* REQUIRED WORK: Below are records; report how many of their lines contain the word "note", giving only the number.

=== DATASET RECORDS ===

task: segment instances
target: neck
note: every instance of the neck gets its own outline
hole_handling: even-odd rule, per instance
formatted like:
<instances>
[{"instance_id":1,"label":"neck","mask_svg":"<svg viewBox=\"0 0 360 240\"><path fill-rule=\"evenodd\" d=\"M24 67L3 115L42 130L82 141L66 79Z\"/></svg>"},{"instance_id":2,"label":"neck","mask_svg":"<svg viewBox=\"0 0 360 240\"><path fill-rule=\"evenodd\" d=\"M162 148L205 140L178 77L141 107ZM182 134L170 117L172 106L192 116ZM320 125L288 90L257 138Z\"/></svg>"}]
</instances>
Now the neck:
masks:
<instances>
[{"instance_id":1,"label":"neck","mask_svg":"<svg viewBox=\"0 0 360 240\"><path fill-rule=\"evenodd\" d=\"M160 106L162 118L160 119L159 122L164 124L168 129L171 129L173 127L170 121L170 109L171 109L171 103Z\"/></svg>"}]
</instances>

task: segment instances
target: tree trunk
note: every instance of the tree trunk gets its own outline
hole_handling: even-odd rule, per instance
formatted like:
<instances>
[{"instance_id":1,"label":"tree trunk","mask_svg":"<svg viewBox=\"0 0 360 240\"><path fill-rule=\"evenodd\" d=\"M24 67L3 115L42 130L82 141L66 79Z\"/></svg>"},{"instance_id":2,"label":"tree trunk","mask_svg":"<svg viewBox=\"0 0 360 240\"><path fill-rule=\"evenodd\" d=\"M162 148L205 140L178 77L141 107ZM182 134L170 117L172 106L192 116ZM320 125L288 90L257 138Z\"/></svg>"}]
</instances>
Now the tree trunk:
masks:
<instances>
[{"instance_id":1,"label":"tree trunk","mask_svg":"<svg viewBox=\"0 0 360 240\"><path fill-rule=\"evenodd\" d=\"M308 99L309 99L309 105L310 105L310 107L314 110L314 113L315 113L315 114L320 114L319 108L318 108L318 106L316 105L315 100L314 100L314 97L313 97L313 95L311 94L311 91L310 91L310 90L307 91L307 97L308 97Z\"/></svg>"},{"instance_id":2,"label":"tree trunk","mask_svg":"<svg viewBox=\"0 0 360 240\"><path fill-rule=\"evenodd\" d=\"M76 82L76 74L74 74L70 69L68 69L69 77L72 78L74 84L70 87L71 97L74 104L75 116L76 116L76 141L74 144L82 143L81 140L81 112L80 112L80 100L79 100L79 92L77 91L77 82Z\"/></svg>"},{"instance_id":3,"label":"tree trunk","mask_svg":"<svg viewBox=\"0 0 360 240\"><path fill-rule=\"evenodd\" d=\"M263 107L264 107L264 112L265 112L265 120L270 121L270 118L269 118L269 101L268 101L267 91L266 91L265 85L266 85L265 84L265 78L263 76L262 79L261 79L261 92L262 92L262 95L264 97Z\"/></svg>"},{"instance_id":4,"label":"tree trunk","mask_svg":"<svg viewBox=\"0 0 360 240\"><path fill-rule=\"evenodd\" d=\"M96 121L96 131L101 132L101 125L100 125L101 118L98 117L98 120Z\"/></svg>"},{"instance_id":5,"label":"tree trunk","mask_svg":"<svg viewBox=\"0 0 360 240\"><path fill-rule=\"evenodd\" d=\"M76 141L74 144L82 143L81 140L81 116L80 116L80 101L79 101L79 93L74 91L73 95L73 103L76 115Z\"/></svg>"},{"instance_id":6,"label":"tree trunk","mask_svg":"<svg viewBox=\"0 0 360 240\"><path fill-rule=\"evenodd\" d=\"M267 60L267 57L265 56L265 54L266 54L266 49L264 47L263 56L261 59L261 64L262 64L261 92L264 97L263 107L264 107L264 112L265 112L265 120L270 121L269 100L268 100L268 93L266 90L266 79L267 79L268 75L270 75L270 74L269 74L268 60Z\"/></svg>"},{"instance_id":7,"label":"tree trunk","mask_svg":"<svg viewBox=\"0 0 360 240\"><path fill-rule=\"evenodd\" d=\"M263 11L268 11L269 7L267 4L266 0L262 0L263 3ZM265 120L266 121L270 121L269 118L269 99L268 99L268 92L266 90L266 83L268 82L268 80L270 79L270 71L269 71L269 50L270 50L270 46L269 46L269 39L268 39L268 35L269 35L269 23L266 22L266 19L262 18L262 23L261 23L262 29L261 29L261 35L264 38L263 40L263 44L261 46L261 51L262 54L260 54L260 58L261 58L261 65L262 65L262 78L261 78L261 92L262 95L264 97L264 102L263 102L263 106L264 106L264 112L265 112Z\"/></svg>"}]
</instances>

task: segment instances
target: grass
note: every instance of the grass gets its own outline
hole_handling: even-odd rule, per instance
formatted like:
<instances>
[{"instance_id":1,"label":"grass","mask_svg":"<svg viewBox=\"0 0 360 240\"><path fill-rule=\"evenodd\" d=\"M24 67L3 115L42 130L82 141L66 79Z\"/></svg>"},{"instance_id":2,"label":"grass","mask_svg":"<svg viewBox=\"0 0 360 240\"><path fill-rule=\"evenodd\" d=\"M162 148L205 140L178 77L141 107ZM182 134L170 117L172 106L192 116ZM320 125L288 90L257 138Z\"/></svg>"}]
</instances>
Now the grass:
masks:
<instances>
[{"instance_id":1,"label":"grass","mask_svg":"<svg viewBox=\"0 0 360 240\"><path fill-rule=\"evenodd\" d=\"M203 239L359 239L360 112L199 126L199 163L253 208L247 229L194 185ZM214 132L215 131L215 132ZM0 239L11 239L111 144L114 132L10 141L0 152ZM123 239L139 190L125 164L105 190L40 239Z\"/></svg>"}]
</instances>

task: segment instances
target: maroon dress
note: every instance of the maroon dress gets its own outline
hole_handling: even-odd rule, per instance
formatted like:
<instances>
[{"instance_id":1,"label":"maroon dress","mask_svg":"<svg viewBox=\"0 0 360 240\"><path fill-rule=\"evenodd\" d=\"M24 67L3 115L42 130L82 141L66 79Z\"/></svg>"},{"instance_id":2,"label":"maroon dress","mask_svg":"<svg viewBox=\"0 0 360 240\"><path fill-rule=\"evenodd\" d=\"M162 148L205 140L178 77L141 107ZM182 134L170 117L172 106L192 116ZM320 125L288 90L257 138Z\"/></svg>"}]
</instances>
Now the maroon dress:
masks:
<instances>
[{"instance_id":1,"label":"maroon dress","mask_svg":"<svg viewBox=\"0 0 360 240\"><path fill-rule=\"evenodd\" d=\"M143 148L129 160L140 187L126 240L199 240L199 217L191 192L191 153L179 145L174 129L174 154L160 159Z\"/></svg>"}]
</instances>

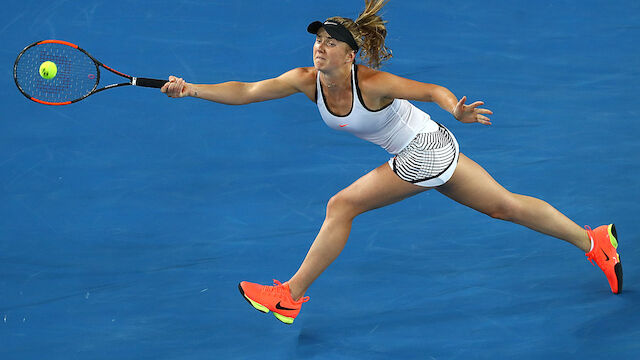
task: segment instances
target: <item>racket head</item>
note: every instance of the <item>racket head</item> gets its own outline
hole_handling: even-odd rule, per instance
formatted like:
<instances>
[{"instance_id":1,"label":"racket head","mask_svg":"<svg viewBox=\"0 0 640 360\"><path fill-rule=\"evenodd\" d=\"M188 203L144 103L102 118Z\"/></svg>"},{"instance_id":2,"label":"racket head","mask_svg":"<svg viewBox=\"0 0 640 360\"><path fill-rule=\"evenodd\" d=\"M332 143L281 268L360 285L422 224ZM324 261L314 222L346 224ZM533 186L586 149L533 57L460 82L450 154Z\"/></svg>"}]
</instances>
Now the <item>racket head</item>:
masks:
<instances>
[{"instance_id":1,"label":"racket head","mask_svg":"<svg viewBox=\"0 0 640 360\"><path fill-rule=\"evenodd\" d=\"M45 61L56 64L52 79L40 76ZM46 105L67 105L91 95L100 82L98 62L77 45L43 40L24 48L13 65L13 79L28 99Z\"/></svg>"}]
</instances>

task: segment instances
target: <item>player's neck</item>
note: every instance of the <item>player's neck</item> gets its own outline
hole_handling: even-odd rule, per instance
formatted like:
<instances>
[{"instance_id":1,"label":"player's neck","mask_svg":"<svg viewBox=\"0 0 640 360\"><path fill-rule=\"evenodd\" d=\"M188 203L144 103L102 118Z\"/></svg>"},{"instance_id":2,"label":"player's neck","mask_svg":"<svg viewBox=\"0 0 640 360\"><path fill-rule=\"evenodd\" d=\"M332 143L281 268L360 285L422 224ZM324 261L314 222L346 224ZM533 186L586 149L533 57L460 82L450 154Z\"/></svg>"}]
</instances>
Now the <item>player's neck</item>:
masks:
<instances>
[{"instance_id":1,"label":"player's neck","mask_svg":"<svg viewBox=\"0 0 640 360\"><path fill-rule=\"evenodd\" d=\"M351 88L351 65L341 66L332 72L320 72L320 81L329 90Z\"/></svg>"}]
</instances>

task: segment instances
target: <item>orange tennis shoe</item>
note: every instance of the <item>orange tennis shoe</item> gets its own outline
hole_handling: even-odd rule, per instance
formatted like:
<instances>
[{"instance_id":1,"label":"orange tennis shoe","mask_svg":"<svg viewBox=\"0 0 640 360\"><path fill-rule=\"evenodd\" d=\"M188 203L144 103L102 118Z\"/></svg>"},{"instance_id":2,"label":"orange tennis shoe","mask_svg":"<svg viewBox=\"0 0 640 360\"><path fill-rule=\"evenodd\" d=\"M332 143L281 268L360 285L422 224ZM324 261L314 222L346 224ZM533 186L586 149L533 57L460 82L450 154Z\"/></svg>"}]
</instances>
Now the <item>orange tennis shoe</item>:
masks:
<instances>
[{"instance_id":1,"label":"orange tennis shoe","mask_svg":"<svg viewBox=\"0 0 640 360\"><path fill-rule=\"evenodd\" d=\"M591 264L596 264L604 271L609 280L609 286L614 294L620 294L622 291L622 263L620 255L616 252L618 248L618 234L614 224L602 225L595 230L585 226L587 234L591 239L593 248L587 253L587 258ZM595 264L593 264L595 266Z\"/></svg>"},{"instance_id":2,"label":"orange tennis shoe","mask_svg":"<svg viewBox=\"0 0 640 360\"><path fill-rule=\"evenodd\" d=\"M293 300L289 283L280 283L273 280L273 286L254 284L243 281L238 284L238 289L245 300L256 310L263 313L273 311L273 315L285 324L293 324L296 316L300 313L302 304L309 301L305 296L298 301Z\"/></svg>"}]
</instances>

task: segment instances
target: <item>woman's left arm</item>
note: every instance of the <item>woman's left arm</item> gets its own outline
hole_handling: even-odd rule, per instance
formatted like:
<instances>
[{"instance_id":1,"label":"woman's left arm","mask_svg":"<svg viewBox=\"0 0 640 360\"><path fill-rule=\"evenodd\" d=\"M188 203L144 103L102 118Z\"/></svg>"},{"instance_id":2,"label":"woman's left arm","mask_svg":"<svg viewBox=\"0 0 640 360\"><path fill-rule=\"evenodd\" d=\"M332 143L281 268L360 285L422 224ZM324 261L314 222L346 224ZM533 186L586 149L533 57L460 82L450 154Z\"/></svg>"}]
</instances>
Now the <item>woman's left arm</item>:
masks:
<instances>
[{"instance_id":1,"label":"woman's left arm","mask_svg":"<svg viewBox=\"0 0 640 360\"><path fill-rule=\"evenodd\" d=\"M373 90L377 96L389 99L434 102L460 122L478 122L491 125L491 119L485 115L491 115L493 112L489 109L479 108L484 105L484 102L476 101L471 105L466 105L466 96L458 100L446 87L409 80L384 71L376 71L368 80L371 85L368 88Z\"/></svg>"}]
</instances>

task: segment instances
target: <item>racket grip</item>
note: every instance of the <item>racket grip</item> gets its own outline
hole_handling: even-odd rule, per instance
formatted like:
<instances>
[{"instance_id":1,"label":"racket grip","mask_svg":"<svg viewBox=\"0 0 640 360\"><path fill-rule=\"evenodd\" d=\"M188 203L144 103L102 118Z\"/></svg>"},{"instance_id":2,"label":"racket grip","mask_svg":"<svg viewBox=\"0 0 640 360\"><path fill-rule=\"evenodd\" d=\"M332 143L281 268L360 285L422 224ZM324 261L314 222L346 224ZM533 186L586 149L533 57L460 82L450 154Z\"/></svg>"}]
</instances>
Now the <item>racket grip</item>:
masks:
<instances>
[{"instance_id":1,"label":"racket grip","mask_svg":"<svg viewBox=\"0 0 640 360\"><path fill-rule=\"evenodd\" d=\"M160 80L160 79L149 79L149 78L133 78L131 80L131 84L135 86L144 86L150 88L161 88L164 84L168 83L169 80Z\"/></svg>"}]
</instances>

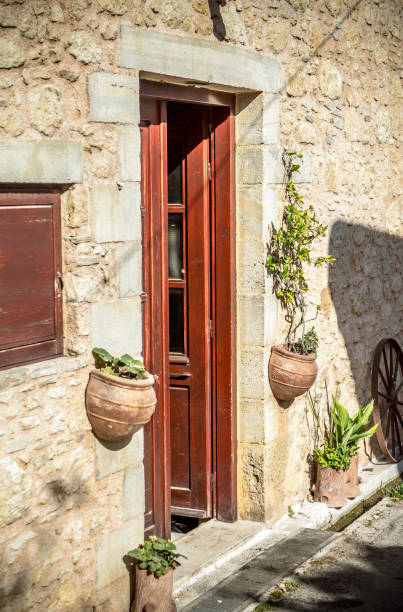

===

* ANSWER AREA: 9